## GOAL
Extract every line of the listing below word for word, omitting the pictures from your answer.

--- Start of RECORDS TO USE ---

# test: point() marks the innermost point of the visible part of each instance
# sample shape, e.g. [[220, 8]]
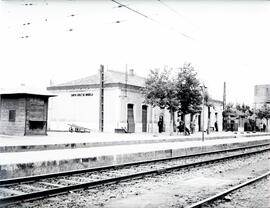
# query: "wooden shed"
[[24, 112]]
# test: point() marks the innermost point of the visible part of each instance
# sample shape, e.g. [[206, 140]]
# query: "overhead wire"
[[150, 18], [176, 12]]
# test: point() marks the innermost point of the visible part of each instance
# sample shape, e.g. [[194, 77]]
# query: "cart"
[[77, 128]]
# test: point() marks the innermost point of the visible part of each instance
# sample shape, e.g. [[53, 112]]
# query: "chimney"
[[131, 72]]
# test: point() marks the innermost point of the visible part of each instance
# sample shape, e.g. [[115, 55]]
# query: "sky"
[[225, 41]]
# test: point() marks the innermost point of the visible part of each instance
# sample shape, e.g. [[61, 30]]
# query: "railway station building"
[[23, 111], [78, 102]]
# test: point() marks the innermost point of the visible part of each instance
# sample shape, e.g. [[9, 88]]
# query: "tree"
[[160, 91], [263, 112], [188, 90]]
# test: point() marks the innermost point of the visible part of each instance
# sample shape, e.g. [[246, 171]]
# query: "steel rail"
[[5, 182], [56, 191], [226, 192]]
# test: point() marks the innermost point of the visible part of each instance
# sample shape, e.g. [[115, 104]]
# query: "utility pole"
[[203, 91], [126, 79], [224, 104], [101, 99], [224, 96]]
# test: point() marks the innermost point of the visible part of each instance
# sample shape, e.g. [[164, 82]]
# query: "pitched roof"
[[110, 76]]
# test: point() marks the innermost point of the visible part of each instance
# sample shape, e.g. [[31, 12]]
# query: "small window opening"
[[12, 115], [36, 125]]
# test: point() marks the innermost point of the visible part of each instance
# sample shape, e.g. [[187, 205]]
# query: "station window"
[[11, 115]]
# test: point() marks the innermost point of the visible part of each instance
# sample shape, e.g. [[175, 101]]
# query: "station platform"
[[67, 140], [18, 164]]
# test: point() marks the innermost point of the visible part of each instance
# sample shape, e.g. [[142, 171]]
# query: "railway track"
[[222, 194], [35, 187]]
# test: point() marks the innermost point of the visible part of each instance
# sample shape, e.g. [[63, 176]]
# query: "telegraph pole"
[[224, 105], [203, 91], [101, 99], [224, 96]]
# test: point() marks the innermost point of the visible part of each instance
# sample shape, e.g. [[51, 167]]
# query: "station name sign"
[[81, 94]]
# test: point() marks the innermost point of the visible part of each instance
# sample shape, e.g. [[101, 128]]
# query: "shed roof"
[[110, 77], [26, 90]]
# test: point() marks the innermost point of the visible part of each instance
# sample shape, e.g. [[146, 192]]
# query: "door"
[[144, 118], [130, 119]]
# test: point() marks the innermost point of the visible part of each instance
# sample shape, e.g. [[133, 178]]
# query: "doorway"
[[130, 119], [144, 118]]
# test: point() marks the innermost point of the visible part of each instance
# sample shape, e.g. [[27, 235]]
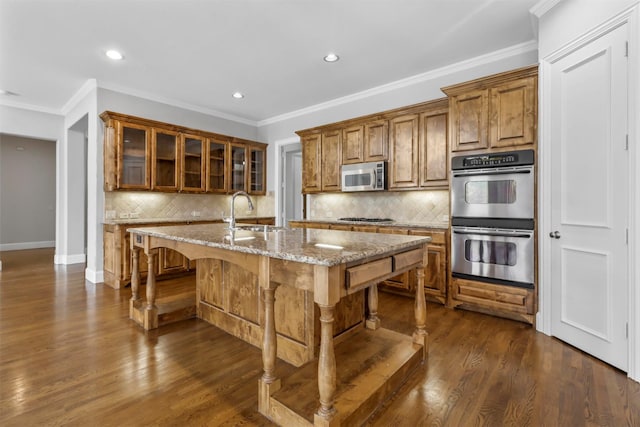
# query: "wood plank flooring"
[[69, 356]]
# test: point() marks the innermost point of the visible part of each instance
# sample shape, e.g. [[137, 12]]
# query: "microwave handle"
[[492, 233], [490, 173]]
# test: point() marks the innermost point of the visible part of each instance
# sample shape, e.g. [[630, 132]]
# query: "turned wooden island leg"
[[150, 310], [420, 335], [134, 302], [269, 383], [373, 321], [326, 368]]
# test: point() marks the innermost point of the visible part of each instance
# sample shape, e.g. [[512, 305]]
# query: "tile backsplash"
[[151, 205], [406, 206]]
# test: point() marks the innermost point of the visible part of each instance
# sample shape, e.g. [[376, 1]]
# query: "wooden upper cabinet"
[[238, 179], [193, 163], [469, 120], [403, 151], [434, 148], [353, 145], [165, 163], [217, 171], [133, 147], [331, 159], [257, 169], [494, 113], [311, 160], [512, 110], [376, 141], [143, 154]]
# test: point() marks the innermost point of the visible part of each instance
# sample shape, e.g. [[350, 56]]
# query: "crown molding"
[[85, 89], [176, 103], [542, 7], [409, 81], [31, 107]]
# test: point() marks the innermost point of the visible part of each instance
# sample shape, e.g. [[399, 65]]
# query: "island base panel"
[[370, 366]]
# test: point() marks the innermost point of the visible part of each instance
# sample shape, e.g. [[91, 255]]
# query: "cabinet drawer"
[[437, 237], [499, 297]]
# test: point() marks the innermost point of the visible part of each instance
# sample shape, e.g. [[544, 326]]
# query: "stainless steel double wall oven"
[[492, 224]]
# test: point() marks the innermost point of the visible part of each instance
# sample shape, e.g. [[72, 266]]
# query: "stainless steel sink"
[[255, 227]]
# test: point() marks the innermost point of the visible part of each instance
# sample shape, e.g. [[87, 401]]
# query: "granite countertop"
[[311, 246], [190, 220], [401, 223]]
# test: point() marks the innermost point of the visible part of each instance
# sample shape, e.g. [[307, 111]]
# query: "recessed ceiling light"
[[114, 54], [332, 57]]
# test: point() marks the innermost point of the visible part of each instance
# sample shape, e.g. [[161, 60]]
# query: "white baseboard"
[[94, 276], [26, 245], [69, 259]]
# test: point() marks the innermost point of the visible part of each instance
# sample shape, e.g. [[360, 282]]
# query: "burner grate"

--- End of RECORDS TO USE ---

## SOLUTION FOR THIS EXERCISE
# test: point() marks the innermost point of the visible part of each instance
# sample shape, e.g. [[220, 8]]
# query: "wooden shed"
[[24, 112]]
# test: point() marks the innermost point of the visible part of each instance
# sample shape, e.g. [[206, 140]]
# query: "overhead wire"
[[150, 18], [176, 12]]
# test: point() marks the innermost point of the visible part of each instance
# sample shape, e.g. [[194, 77]]
# query: "cart"
[[77, 128]]
# test: point() marks the innermost point of the visible part of each instance
# sample shape, e.g. [[53, 112]]
# query: "chimney"
[[131, 72]]
# test: point() marks the innermost point of the visible part of each instance
# sample shape, e.g. [[115, 55]]
# query: "sky"
[[225, 41]]
# test: point() marks the innermost point of the visible part of each instance
# sample shape, e.g. [[61, 30]]
# query: "railway station building"
[[23, 111], [78, 102]]
# test: point() marks the innermost point of the visible part of each instance
# sample shape, e.g. [[9, 88]]
# query: "tree"
[[160, 91], [263, 112], [188, 90]]
# test: point() marks the innermost point of the visible part of each instance
# sample shape, e.g. [[246, 171]]
# query: "steel rail"
[[5, 182], [56, 191], [226, 192]]
# test: point() marks the innermost point of the visible part of each instance
# sample shape, e.g. [[115, 104]]
# query: "utility pole"
[[203, 91], [126, 79], [224, 104], [101, 99], [224, 96]]
# test: point() marks the innermost point of the visible part of each instance
# sample shape, e.g. [[164, 82]]
# query: "pitched roof"
[[110, 76]]
# test: point() marks the innermost point of the visible part of each instance
# sample shape, e.g. [[31, 12]]
# query: "small window opening"
[[12, 115], [36, 125]]
# test: point() marks the innermost point of the visible part of each instance
# sample shape, e.g. [[187, 205]]
# query: "station window"
[[11, 115]]
# test: point() marks the innermost point of the visible part of each instance
# sample shape, e.g. [[175, 101]]
# query: "station platform"
[[67, 140], [18, 164]]
# test: point() marks the innermost point of the visible part of each instance
# sample shape, e.g. [[142, 171]]
# query: "railway track"
[[222, 194], [35, 187]]
# test: point() marks the innermost point of the visible part of each instance
# sample shape, e.g. [[63, 176]]
# query: "telegraph pole"
[[224, 105], [203, 91], [101, 99], [224, 96]]
# test: point() marks the innermost point of the visible part of each instance
# sample shape, e.g. [[51, 167]]
# query: "station name sign"
[[81, 94]]
# test: point() marks the innermost point of the visible part of each instance
# sample shape, e.g. [[101, 128]]
# query: "shed roof"
[[110, 77], [26, 90]]
# test: point() marks the innermost point of the visible part of each instance
# sample shape, e.g. [[146, 192]]
# query: "door"
[[144, 118], [130, 119]]
# test: point() marks the innermost point of the visible part of each instance
# sample shape, e.g. [[133, 178]]
# query: "doorway"
[[130, 119], [144, 118]]
# test: point() marks the innermost point of the visible part of each instance
# sample shape, e.g. [[27, 235]]
# query: "wood plank flooring"
[[69, 356]]
# test: point() marks the innermost point of the visible part of each instance
# sample shape, e.g. [[137, 12]]
# query: "microwave handle"
[[492, 233], [490, 173]]
# test: point() marks the innermost point of the visible part of each instance
# sample shape, e.g. [[630, 132]]
# query: "turned wooden island leg"
[[150, 310], [420, 335], [134, 302], [269, 383], [373, 321], [326, 368]]
# test: point() marks the innermost point of the visible part of each instance
# sample shape, e.g. [[512, 305]]
# query: "tile backsplash"
[[151, 205], [406, 206]]
# test: point() marks the innermost point of the visible part of each instance
# sample shape, e.g. [[376, 1]]
# query: "wooden upper cabinet"
[[238, 179], [193, 163], [469, 120], [403, 151], [434, 148], [353, 145], [165, 163], [217, 171], [133, 147], [331, 159], [257, 169], [494, 113], [311, 160], [512, 110], [376, 141], [143, 154]]
# test: point() marks the innermost point of the visible part of each instance
# sample shape, e.g. [[350, 56]]
# query: "crown molding"
[[85, 89], [176, 103], [542, 7], [409, 81], [31, 107]]
# test: point() marks the innermost point of the visible part of each instance
# sample shape, e.g. [[399, 65]]
# query: "island base panel"
[[370, 366]]
# test: point() marks the innermost point of the visible part of each instance
# sample shape, e.g. [[91, 255]]
# query: "cabinet drawer"
[[437, 237], [499, 297]]
# test: point() marks the innermost point of the visible part of each instance
# sample shape, e.g. [[544, 326]]
# query: "stainless steel double wall oven"
[[492, 224]]
# test: point() marks the innermost point of the visible part of each instance
# sample shape, e.g. [[72, 266]]
# query: "stainless steel sink"
[[255, 227]]
# test: point() marks the innermost point of the visible part of each instance
# sample shape, e.g. [[87, 401]]
# query: "granite countertop"
[[311, 246], [190, 220], [401, 223]]
# test: point() marks the innermost point of the visible part of each instance
# sample shape, e.g. [[307, 111]]
# query: "recessed ceiling light"
[[114, 54], [332, 57]]
# test: point() marks the innermost point of the visible part of each instance
# sample shape, e.g. [[161, 60]]
# query: "white baseboard"
[[94, 276], [26, 245], [69, 259]]
# test: point() marks the innermost point of the visible part of each instance
# sample shape, e.g. [[360, 282]]
# query: "burner grate"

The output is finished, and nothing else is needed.